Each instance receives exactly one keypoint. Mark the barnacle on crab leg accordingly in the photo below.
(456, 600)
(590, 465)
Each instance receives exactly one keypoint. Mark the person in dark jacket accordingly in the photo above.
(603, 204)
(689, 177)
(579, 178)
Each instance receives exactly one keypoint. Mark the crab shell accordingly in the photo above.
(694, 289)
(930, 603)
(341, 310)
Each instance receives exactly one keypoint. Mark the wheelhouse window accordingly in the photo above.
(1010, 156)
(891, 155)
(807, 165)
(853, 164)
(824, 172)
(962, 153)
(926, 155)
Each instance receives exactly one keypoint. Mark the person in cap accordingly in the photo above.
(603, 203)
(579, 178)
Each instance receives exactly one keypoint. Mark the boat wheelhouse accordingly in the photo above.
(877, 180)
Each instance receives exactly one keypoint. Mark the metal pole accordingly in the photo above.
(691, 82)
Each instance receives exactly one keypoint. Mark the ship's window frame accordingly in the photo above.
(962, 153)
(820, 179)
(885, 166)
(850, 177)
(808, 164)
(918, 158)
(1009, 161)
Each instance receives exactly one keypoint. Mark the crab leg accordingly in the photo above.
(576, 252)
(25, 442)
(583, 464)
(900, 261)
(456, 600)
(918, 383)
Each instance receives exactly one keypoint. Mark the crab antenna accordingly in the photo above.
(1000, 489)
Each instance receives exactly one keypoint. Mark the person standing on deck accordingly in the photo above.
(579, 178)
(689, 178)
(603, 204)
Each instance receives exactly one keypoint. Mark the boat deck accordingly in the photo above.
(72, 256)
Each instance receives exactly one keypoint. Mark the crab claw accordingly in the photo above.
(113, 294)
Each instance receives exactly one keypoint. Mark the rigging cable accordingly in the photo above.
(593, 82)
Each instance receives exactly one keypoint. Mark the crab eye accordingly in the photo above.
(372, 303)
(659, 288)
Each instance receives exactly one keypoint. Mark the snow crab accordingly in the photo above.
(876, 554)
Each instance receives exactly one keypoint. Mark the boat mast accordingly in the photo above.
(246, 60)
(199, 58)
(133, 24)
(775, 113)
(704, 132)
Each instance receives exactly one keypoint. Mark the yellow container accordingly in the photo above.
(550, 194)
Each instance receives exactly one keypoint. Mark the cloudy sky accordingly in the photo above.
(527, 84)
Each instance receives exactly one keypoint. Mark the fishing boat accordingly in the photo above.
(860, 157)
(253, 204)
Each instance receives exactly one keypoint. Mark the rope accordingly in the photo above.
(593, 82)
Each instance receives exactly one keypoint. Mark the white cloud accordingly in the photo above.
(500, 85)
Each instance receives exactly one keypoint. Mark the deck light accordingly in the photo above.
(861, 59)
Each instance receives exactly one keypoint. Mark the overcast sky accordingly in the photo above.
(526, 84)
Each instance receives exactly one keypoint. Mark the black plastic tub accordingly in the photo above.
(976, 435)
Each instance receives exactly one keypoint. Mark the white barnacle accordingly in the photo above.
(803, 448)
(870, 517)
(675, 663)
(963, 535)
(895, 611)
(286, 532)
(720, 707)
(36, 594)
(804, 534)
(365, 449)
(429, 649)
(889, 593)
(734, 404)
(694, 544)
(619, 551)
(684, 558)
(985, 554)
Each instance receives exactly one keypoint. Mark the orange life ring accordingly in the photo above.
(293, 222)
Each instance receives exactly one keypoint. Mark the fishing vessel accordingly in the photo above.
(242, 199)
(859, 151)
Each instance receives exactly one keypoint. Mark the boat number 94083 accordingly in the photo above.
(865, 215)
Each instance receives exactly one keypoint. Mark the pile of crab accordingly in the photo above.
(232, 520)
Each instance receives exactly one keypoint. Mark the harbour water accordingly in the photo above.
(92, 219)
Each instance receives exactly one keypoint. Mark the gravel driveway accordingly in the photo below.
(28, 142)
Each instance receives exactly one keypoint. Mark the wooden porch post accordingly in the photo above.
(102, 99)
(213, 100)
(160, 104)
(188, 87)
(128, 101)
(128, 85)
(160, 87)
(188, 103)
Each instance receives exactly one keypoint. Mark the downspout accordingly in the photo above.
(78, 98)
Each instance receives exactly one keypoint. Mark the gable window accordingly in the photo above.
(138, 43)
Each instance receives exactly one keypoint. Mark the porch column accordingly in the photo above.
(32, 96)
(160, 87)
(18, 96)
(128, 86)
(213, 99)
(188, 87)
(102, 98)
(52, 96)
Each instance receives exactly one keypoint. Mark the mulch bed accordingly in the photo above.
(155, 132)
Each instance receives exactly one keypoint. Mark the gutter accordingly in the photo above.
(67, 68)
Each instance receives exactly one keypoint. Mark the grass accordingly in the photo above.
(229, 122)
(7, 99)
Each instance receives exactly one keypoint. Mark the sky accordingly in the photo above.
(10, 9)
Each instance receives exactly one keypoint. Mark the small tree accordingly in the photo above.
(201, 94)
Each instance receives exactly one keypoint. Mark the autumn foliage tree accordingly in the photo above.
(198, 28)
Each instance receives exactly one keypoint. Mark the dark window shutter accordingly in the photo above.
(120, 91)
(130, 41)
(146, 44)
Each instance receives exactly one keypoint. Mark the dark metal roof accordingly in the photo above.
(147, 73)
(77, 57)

_ _ _ _ _

• **Task brief**
All the entries should be written out again precisely.

• **Response to this exercise**
Each instance receives exactly one keypoint. Mark the barnacle on crab leg accordingly in the photo below.
(456, 600)
(590, 465)
Each instance receives exactly one keypoint. Mark the person in dark jacket accordingly in the photo above.
(603, 204)
(689, 177)
(579, 178)
Each instance receives exactly one keypoint. Mark the crab shell accordingly in the photo above.
(694, 289)
(930, 603)
(341, 310)
Each instance receives exactly one keypoint. Mark the wheelhouse window accordingly in the photo above.
(1010, 156)
(891, 155)
(807, 165)
(853, 164)
(824, 172)
(962, 153)
(926, 155)
Each instance receives exactly one keypoint. Mark the person in cap accordingly in the photo above.
(603, 203)
(579, 178)
Each instance receives exactly one keypoint. Mark the boat wheelhouse accordingly in the photo above.
(877, 180)
Each instance receives exactly one keypoint. Mark the metal pole accordingly in the photo above.
(691, 82)
Each instance receives exactly one keypoint. Mark the ship's window frame accordingly in the photo above.
(962, 153)
(820, 179)
(885, 166)
(850, 177)
(808, 164)
(918, 158)
(1009, 161)
Each instance receives exactly one keypoint. Mark the crab leg accordingly in the photo above.
(576, 252)
(25, 442)
(583, 464)
(900, 261)
(456, 600)
(918, 383)
Each instance receives exactly one keypoint. Mark the crab antenna accordingly in the photo above.
(1000, 489)
Each instance receives exactly one keypoint. Mark the person standing on deck accordingly in the photo above.
(579, 178)
(689, 178)
(603, 204)
Each instance receives exactly one keypoint. Mark the boat deck accordingly in the photo above.
(72, 256)
Each instance receives exactly one keypoint. Mark the crab claw accordingly in the photo above.
(113, 294)
Each instance receives exactly one keypoint. Mark the rigging cable accordingly in the photo above.
(593, 82)
Each instance receives exactly one keypoint. Mark the crab eye accordingly in the photo above.
(372, 303)
(659, 288)
Each instance receives exactly one keypoint. Mark the snow crab accordingly in the photo above.
(876, 554)
Each instance receives exactly one keypoint. Mark the boat mast accordingly in the photo above.
(246, 60)
(199, 58)
(133, 24)
(775, 113)
(704, 132)
Each instance receives exactly one keypoint. Mark the yellow container accordingly in the photo above.
(550, 194)
Each instance receives exactly one keypoint. Mark the cloudy sky accordingly in the photo above.
(527, 84)
Each instance receives exactly one keypoint. Mark the fishing boat accordingly in the photo above.
(860, 157)
(253, 204)
Each instance receives exactly one keypoint. Mark the rope accordingly in the photo above.
(593, 82)
Each instance receives exactly one keypoint. Mark the white cloud accordingly in the photo above.
(500, 85)
Each instance receives exactly one keypoint. Mark the deck light accordingly in the photo above.
(861, 59)
Each instance receives exactly one keypoint. Mark the overcast sky accordingly in the photo above.
(526, 84)
Each instance receives exactly one keypoint. Mark the black plastic tub accordingly in the photo above.
(976, 435)
Each instance receives exactly one keypoint. Mark the white barnacle accordingly in the photo above.
(803, 448)
(870, 517)
(675, 663)
(963, 535)
(895, 611)
(286, 532)
(720, 707)
(36, 594)
(804, 534)
(365, 449)
(429, 649)
(889, 593)
(734, 404)
(694, 544)
(619, 551)
(684, 558)
(985, 554)
Each instance receives exactly one keypoint. Mark the orange life ring accordingly in the photo above.
(293, 222)
Each instance receives exactly one keypoint. Mark the fishing vessel accordingly in the photo above.
(242, 199)
(859, 151)
Each instance receives exactly one keypoint. Mark the boat number 94083 accordingly in the photo above.
(865, 215)
Each instance receives exactly one keypoint. Mark the pile of crab accordingly in the photo above.
(232, 520)
Each instance receives exactly one keypoint. Mark the harbour water accordingly in the photo above.
(92, 219)
Each instance receives exactly one keypoint. Mark the gravel driveway accordingly in the photo below.
(28, 142)
Each instance receives exactly one keypoint. Mark the wooden porch post accordingly in the photo above.
(102, 99)
(213, 100)
(160, 104)
(188, 87)
(128, 101)
(128, 85)
(160, 87)
(188, 103)
Each instance receives exactly one keypoint. Mark the downspout accordingly in the photo above.
(78, 98)
Each instance receives exactly one keypoint. Mark the gable window accordingly in the photo above.
(138, 43)
Each instance receives exactly one keypoint. Mark the porch column accordingly in the photo above.
(32, 96)
(160, 87)
(18, 96)
(128, 86)
(213, 99)
(188, 87)
(102, 98)
(52, 96)
Each instance receives exactly one keypoint. Mark the mulch bed accordingly in the photo above.
(155, 132)
Each instance receives exactly one keypoint. Mark the gutter accordingly in the photo above.
(67, 68)
Each instance receives exactly one keypoint. Mark the grass accordingly in the photo above.
(229, 122)
(7, 99)
Each instance receives exactly one keypoint. Mark the sky accordingly in the photo above.
(10, 9)
Each instance receives exactly one keypoint. Mark the small tree accordingly in the photo above.
(201, 94)
Each instance receives exactly one keypoint. Mark the autumn foliage tree accordingly in the photo above.
(198, 28)
Each instance receives exactly one keypoint. Mark the dark window shutter accordingly in the photo above.
(120, 91)
(130, 41)
(146, 44)
Each instance receives exactly one keypoint. Mark the dark metal roof accordingly in the photo above.
(147, 73)
(77, 57)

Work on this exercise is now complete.